Synopsis: In a modern, sexy and provocative twist on the classic love story. Fling follows a twentysomething couple, Samantha (Courtney Ford) and Mason (Steve Sandvoss), as they navigate the complications of an open relationship. But when Sam reconnects with an old college boyfriend (Brandon Routh), and Mason shares a flirtatious and steamy hot tub encounter with his best friend’s younger sister (Shoshana Bush), both partners find themselves falling for other people. As the couple’s flings intensify, Sam and Mason are forced to reexamine the limitation of their own relationship, while learning what being in love is really all about.
One could say that ‘Fling’ is the serious exploration of what ‘Seeing Other People’ did for laughs; it takes the concept of open relationships and deals with it from a dramatic standpoint. The key difference in this story is that our two protagonists choose to do this as a lifestyle choice, and not as an eleventh hour, pre-nuptial quest for sexual experience.
In ‘Fling’, our young couple has been doing this for an unestablished amount of time – but it obviously been a while, seeing as it’s pretty much habitual. What they do is sleep with other people, then go back home and tell each other about it. They appear to lead a very relaxed, happy life together, partly due to this lack of restraint. One could even say that going out to seduce other people is a shared activity/hobby of sorts.

Record excerpts:
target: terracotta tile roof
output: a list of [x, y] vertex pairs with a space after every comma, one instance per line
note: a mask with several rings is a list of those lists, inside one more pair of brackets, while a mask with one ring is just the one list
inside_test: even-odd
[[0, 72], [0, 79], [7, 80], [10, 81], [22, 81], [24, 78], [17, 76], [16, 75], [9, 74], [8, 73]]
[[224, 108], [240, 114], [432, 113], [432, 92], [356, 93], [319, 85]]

Problem details: In one to three sentences, explain why the review of "Fling" says the couple appears to lead a relaxed, happy life together.

Output: The review attributes it partly to their lack of restraint. They sleep with other people and then go home and tell each other about it, a practice that has become habitual for them.